Stored data entries
- - -
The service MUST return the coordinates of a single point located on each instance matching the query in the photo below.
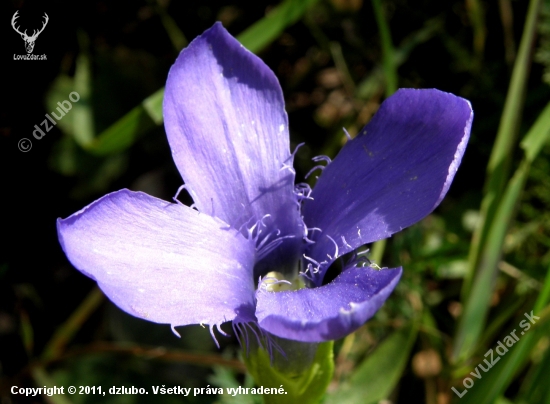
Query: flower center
(275, 282)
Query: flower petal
(161, 261)
(228, 130)
(330, 311)
(394, 173)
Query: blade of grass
(500, 160)
(388, 53)
(496, 381)
(380, 372)
(497, 207)
(42, 379)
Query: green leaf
(495, 382)
(266, 30)
(148, 114)
(301, 385)
(476, 307)
(377, 376)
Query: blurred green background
(471, 269)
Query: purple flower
(228, 131)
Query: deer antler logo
(29, 40)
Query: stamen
(322, 157)
(313, 169)
(213, 335)
(345, 242)
(175, 197)
(335, 245)
(173, 327)
(347, 134)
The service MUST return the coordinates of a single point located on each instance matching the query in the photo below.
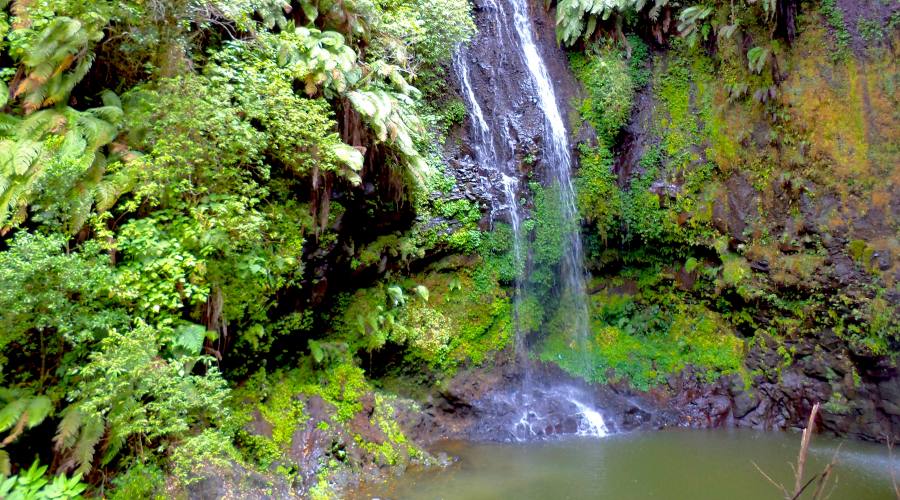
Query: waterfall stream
(495, 138)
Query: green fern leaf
(83, 453)
(11, 413)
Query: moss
(598, 194)
(467, 313)
(607, 78)
(642, 343)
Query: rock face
(500, 80)
(782, 394)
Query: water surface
(671, 464)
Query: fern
(22, 411)
(391, 117)
(756, 59)
(82, 454)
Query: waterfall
(507, 89)
(558, 157)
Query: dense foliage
(168, 173)
(227, 224)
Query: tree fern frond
(27, 152)
(11, 413)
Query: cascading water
(558, 157)
(538, 409)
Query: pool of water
(670, 464)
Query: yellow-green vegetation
(174, 178)
(443, 317)
(799, 123)
(640, 341)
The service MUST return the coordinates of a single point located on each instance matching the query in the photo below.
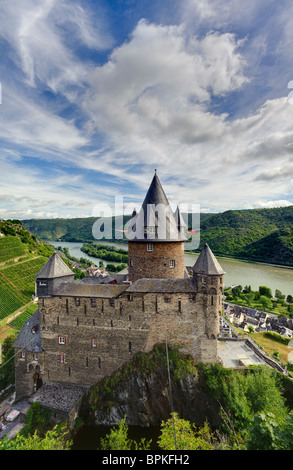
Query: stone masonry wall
(98, 340)
(156, 263)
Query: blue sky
(97, 94)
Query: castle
(84, 330)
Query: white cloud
(35, 29)
(271, 204)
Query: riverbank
(238, 272)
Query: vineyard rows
(17, 284)
(10, 247)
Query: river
(237, 272)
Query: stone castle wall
(143, 263)
(98, 340)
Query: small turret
(54, 273)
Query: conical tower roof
(206, 263)
(55, 267)
(155, 221)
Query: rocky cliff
(142, 392)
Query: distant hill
(264, 235)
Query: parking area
(237, 354)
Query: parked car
(12, 415)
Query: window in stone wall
(61, 359)
(61, 340)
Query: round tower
(156, 238)
(208, 279)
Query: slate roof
(155, 211)
(29, 338)
(206, 263)
(79, 289)
(163, 285)
(55, 267)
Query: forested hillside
(264, 235)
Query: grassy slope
(22, 255)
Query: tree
(266, 291)
(185, 436)
(56, 439)
(265, 301)
(118, 439)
- - -
Required action
The lines from the one containing "Query: blade of grass" through the last line of the data above are to be transcribed exactly, both included, with all pictures left out.

Solution below
Query: blade of grass
(500, 160)
(388, 53)
(496, 381)
(380, 372)
(497, 207)
(42, 379)
Query: green leaf
(495, 382)
(266, 30)
(148, 114)
(301, 385)
(476, 307)
(377, 376)
Query: blurred green background
(471, 269)
Query: purple flower
(228, 131)
Query: deer antler logo
(29, 40)
Query: stamen
(322, 157)
(313, 169)
(213, 335)
(345, 242)
(175, 197)
(335, 245)
(173, 327)
(347, 134)
The service MUST return the coordinates of a single point located on each instance matching the query in the photo below.
Query: waterfall stream
(495, 138)
Query: green fern leaf
(83, 453)
(11, 413)
Query: moss
(598, 194)
(467, 313)
(607, 78)
(642, 343)
Query: rock face
(500, 80)
(782, 394)
Query: water surface
(671, 464)
Query: fern
(22, 411)
(391, 117)
(756, 59)
(82, 454)
Query: waterfall
(507, 89)
(558, 157)
Query: dense foliage
(168, 173)
(227, 224)
Query: tree fern frond
(27, 152)
(11, 413)
Query: cascading water
(558, 157)
(538, 409)
Query: pool of water
(670, 464)
Query: yellow-green vegetation
(174, 178)
(443, 317)
(799, 123)
(640, 341)
The service MUST return the coordinates of a single point located on each instance matching the query in the photo below.
Query: stone masonry wall
(98, 340)
(156, 263)
Query: blue sky
(97, 94)
Query: castle
(84, 330)
Query: white cloud
(35, 29)
(271, 204)
Query: riverbank
(238, 272)
Query: vineyard rows
(17, 284)
(10, 247)
Query: river
(237, 272)
Query: stone castle wall
(143, 263)
(98, 340)
Query: small turret
(54, 273)
Query: conical tower roof
(206, 263)
(55, 267)
(155, 221)
Query: rocky cliff
(142, 392)
Query: distant hill
(264, 235)
Query: parking area
(237, 354)
Query: parked car
(12, 415)
Query: window in stone wall
(61, 359)
(61, 340)
Query: round tower
(156, 238)
(208, 279)
Query: slate roof
(155, 211)
(29, 338)
(206, 263)
(79, 289)
(163, 285)
(55, 267)
Query: forested hillside
(264, 235)
Query: grassy slope
(22, 255)
Query: tree
(266, 291)
(185, 436)
(56, 439)
(265, 301)
(118, 439)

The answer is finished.